** Work to be completed **
Only the lines from the one containing "point: one pixel per instance, each like <point>729,533</point>." through the end of the listing below are to be reproduced, exactly as they stand.

───── Material provided ─────

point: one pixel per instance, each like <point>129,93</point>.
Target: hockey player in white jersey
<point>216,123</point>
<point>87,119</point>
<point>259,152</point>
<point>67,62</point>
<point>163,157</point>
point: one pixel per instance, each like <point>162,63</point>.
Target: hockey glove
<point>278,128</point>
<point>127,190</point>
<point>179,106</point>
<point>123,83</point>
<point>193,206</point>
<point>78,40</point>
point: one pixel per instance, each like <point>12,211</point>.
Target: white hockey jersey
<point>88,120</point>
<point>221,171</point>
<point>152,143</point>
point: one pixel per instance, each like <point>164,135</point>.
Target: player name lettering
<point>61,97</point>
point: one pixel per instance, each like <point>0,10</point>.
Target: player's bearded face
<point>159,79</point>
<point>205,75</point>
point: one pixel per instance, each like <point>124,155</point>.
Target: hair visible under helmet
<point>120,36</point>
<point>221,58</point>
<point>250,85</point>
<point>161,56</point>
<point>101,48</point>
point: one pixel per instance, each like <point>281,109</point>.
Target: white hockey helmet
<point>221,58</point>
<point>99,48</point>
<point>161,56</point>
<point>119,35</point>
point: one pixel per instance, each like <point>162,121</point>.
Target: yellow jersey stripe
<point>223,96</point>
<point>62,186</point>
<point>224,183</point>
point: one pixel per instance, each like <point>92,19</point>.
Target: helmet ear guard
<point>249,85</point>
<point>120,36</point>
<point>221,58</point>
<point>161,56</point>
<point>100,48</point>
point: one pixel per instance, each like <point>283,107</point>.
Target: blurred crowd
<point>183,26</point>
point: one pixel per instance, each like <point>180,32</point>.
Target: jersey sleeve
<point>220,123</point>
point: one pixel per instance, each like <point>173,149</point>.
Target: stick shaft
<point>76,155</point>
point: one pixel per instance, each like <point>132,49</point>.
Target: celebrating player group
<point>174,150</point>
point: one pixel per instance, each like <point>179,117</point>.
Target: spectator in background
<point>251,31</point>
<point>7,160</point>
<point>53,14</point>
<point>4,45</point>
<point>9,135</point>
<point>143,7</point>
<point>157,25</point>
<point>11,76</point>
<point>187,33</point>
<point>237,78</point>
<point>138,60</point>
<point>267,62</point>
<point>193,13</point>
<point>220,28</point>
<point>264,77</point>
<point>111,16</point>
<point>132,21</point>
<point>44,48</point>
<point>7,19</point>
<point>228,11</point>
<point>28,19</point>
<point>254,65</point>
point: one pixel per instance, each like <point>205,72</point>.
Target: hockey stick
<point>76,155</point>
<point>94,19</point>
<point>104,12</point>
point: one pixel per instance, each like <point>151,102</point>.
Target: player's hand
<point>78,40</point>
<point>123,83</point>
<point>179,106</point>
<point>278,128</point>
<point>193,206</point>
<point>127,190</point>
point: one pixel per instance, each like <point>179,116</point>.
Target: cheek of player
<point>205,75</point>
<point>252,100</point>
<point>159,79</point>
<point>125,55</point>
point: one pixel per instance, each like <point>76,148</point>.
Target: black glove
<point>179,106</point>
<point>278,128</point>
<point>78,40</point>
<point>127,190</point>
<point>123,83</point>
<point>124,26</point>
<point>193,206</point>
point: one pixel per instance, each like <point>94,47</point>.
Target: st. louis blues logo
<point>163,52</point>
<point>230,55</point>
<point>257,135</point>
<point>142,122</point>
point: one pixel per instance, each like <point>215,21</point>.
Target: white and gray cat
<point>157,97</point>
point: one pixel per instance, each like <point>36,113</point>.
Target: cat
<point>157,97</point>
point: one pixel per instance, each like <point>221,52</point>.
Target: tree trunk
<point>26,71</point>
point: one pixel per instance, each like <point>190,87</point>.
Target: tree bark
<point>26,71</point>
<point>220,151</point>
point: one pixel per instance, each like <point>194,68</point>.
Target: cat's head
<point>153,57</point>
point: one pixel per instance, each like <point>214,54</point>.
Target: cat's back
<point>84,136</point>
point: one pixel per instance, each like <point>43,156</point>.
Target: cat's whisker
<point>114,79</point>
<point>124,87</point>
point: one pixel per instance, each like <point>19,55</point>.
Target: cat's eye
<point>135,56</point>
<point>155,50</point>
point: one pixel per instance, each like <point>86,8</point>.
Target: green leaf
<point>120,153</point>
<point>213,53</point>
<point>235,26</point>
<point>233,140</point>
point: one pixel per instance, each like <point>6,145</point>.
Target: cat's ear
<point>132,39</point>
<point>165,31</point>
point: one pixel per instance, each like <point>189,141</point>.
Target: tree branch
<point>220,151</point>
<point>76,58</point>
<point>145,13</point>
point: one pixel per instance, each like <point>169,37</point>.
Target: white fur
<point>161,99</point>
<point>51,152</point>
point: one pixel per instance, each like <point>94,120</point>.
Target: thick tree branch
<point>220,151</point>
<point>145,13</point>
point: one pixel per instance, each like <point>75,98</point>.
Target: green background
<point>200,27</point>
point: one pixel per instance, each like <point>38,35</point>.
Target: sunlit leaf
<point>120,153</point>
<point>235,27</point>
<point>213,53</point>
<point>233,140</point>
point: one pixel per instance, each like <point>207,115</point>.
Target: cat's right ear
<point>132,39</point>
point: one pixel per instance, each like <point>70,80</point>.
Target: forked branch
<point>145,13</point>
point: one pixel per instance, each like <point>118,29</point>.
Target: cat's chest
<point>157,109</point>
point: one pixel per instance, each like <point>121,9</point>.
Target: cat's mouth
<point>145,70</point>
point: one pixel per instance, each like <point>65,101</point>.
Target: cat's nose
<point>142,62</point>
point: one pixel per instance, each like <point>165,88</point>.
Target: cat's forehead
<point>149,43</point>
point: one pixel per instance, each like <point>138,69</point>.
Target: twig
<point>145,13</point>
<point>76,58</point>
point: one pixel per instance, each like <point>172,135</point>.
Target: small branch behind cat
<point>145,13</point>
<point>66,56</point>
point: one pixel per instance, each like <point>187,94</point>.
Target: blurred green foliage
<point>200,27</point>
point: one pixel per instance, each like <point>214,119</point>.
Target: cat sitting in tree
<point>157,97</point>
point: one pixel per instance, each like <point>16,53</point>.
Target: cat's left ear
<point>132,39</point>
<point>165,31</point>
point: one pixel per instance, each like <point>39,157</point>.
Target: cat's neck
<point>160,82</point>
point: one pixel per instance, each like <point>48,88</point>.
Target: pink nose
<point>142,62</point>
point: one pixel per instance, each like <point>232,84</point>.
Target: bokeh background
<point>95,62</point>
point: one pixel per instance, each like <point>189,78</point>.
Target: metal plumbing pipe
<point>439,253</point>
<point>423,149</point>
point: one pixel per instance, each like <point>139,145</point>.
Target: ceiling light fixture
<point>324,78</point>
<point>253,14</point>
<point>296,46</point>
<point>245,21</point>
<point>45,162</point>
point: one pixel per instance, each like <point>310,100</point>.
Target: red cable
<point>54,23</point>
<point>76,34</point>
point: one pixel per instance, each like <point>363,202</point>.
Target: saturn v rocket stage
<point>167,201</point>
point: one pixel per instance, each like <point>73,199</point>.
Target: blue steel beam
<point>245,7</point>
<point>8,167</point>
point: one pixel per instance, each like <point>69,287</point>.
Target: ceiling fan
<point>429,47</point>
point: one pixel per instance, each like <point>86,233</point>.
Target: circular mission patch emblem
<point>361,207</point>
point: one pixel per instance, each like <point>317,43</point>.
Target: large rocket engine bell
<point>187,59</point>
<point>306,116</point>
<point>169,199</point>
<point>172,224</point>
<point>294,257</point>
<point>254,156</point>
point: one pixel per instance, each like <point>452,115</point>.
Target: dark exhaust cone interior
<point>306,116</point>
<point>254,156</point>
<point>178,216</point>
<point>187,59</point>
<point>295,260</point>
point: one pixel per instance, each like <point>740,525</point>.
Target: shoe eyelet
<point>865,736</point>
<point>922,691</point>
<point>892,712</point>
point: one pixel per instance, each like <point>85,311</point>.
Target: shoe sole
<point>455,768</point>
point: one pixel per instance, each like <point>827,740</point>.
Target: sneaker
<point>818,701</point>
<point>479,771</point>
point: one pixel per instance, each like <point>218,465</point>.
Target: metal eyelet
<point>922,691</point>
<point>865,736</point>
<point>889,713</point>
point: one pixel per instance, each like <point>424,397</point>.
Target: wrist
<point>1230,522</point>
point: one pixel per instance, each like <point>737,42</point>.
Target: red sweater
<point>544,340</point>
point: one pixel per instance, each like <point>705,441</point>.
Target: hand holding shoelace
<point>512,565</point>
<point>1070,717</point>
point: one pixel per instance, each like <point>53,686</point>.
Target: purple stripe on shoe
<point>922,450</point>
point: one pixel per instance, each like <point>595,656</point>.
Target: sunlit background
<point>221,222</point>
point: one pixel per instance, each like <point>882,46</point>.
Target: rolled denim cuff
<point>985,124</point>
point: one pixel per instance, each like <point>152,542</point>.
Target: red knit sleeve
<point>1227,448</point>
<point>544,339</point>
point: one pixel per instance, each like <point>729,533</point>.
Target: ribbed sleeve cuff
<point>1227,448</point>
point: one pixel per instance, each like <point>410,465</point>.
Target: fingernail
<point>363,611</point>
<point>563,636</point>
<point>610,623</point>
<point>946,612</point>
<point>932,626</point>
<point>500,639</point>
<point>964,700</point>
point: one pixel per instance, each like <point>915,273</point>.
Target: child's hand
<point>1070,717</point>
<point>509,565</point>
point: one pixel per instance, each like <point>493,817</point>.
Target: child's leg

─────

** Task solution **
point: one pixel per instance, each like <point>729,533</point>.
Target: ribbed sleeve cuff
<point>1227,448</point>
point: one pixel per instance, each like <point>410,465</point>.
Target: fingernail
<point>363,611</point>
<point>563,636</point>
<point>610,623</point>
<point>946,612</point>
<point>932,626</point>
<point>500,639</point>
<point>964,700</point>
point: one pixel per instance, each like <point>915,273</point>.
Target: child's hand
<point>1070,717</point>
<point>509,565</point>
point: one pixel per instance, each like <point>493,817</point>.
Target: child's leg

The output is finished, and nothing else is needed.